---------- Dataset records ----------

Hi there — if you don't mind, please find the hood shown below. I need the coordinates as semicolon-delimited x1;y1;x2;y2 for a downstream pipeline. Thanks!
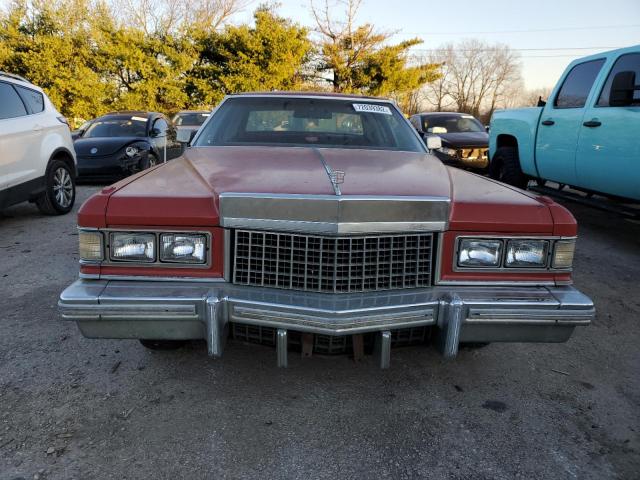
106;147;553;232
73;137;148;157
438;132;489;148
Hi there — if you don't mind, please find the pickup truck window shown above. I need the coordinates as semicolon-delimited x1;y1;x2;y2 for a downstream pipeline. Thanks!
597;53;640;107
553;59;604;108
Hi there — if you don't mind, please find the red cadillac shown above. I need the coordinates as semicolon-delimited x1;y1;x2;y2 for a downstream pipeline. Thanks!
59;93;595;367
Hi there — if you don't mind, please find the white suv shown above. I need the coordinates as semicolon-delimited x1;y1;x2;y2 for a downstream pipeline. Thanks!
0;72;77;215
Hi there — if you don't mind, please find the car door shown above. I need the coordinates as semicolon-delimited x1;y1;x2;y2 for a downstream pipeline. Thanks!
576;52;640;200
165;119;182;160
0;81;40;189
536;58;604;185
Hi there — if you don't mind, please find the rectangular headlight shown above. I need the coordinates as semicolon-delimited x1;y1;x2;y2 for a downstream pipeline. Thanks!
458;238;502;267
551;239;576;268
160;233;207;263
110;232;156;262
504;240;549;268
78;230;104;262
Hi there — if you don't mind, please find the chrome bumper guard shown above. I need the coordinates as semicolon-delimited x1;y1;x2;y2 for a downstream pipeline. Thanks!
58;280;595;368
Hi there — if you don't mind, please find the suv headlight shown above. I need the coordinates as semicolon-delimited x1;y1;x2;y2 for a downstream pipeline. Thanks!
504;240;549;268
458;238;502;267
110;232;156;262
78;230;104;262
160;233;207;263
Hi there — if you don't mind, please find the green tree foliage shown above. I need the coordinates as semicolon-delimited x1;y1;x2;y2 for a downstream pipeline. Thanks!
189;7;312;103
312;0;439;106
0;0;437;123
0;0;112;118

----------

Instructions to follow
Exactly as written, give again every line from the one containing "Hi there — if you don't mind, please find the chrome" through the last line of the material above, and no other lines.

Worked solution
Hi there — if you don't mind, please find the chrome bumper guard shown above. I need the coordinates as semicolon-delimited x1;y1;x2;y2 for a downstream pipeline. Thanks!
58;280;595;368
Hi there — if you don't mind, please find the suv headlight shown above. I need the coordinates as semicolon-delimited x1;y1;x2;y2 for a downstream pipeline. Thanks!
504;240;549;268
458;238;502;267
110;232;156;262
78;230;104;262
160;233;207;263
Hi there — if you don't mind, please find the green tree foliage shown above. I need the coordinates as semicolon-delimited x1;y1;x2;y2 for a downstream pipeline. Thanks!
189;7;312;103
312;0;439;106
0;0;437;123
0;0;112;118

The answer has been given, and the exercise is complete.